__Provided material__
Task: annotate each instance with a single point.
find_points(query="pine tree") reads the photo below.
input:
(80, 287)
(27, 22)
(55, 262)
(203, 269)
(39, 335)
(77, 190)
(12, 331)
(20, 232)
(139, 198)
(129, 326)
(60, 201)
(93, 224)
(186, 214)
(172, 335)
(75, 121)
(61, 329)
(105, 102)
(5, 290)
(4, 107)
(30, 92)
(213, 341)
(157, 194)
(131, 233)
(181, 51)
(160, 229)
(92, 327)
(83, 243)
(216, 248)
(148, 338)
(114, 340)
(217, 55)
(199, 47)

__Task__
Return every row above unchanged, character for character, in its original order.

__Result__
Task: annotate each instance with a single point.
find_points(query="pine tree") reads the photo below.
input:
(80, 287)
(27, 22)
(55, 262)
(203, 269)
(39, 335)
(77, 190)
(12, 331)
(20, 232)
(139, 198)
(129, 326)
(60, 201)
(93, 224)
(186, 214)
(172, 335)
(75, 121)
(61, 329)
(105, 102)
(5, 290)
(4, 107)
(30, 92)
(213, 341)
(157, 194)
(131, 233)
(181, 51)
(160, 229)
(92, 327)
(83, 243)
(216, 248)
(148, 338)
(114, 340)
(217, 55)
(199, 47)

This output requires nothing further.